§ Requirements
Report every line of the records that contains the word "water", copying each such line in full.

╭─ Raw data

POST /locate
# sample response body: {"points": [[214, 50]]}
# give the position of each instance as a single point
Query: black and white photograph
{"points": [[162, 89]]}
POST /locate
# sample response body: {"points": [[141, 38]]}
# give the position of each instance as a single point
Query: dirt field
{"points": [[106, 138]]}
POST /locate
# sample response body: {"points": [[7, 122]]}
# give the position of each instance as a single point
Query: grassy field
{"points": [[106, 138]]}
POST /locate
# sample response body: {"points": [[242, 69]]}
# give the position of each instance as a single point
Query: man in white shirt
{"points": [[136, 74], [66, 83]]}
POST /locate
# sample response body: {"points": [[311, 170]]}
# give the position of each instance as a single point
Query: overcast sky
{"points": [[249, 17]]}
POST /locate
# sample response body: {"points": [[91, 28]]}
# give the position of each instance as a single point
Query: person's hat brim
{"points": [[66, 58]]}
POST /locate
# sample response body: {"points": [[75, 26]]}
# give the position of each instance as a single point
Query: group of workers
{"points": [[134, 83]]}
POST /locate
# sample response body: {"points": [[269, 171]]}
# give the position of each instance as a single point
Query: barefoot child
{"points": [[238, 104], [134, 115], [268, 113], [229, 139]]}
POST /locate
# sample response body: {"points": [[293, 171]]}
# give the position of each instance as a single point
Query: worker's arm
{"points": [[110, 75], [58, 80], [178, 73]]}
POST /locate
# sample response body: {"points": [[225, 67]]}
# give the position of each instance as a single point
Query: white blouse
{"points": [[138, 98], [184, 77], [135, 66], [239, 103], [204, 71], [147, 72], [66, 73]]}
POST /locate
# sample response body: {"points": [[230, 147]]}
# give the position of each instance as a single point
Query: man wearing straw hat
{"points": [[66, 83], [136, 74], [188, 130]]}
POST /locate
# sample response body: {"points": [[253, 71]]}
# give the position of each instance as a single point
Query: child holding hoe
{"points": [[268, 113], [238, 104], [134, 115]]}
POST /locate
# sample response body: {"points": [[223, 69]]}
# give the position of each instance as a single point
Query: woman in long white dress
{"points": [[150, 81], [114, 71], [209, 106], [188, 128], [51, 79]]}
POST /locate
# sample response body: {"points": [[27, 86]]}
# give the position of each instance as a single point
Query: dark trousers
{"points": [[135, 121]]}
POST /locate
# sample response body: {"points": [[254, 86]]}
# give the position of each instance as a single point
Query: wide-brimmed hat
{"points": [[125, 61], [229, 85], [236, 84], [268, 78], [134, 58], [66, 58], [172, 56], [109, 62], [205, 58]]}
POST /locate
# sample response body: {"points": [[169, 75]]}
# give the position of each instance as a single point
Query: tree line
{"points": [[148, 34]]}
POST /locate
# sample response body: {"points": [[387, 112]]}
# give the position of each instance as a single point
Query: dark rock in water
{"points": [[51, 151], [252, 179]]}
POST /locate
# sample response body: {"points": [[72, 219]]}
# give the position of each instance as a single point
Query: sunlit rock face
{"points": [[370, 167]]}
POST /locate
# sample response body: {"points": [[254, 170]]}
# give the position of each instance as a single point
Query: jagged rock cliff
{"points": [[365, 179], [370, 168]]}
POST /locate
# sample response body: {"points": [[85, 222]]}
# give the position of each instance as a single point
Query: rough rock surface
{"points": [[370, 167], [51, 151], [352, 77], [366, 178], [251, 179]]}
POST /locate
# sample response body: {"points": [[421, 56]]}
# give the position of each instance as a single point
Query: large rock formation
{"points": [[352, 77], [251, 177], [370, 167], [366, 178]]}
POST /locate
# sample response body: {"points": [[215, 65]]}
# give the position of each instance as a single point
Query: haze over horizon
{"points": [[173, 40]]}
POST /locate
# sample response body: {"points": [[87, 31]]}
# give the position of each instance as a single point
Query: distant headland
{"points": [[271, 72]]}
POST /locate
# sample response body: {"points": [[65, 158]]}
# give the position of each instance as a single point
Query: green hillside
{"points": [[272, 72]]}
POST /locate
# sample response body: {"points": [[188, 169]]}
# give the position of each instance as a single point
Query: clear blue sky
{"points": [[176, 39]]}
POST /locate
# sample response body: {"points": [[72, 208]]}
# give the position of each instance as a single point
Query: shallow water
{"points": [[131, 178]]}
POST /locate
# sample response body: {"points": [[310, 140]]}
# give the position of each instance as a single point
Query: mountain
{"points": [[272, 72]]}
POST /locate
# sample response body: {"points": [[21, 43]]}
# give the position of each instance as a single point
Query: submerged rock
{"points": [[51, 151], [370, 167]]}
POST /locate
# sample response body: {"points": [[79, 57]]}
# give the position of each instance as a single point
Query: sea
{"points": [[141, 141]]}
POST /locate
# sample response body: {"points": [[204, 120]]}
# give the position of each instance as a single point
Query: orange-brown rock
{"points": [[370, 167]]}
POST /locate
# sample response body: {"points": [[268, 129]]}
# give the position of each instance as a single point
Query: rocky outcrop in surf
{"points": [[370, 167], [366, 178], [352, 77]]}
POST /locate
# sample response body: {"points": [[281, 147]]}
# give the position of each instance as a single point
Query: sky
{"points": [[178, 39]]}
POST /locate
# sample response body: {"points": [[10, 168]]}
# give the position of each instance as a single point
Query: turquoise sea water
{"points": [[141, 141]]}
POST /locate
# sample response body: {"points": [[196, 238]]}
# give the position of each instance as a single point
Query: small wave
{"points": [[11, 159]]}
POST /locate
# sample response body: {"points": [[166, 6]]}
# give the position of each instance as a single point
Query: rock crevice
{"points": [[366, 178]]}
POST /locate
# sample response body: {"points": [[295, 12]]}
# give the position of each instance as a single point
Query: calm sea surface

╰─

§ Final result
Query: dark rock in water
Query: shallow water
Query: turquoise sea water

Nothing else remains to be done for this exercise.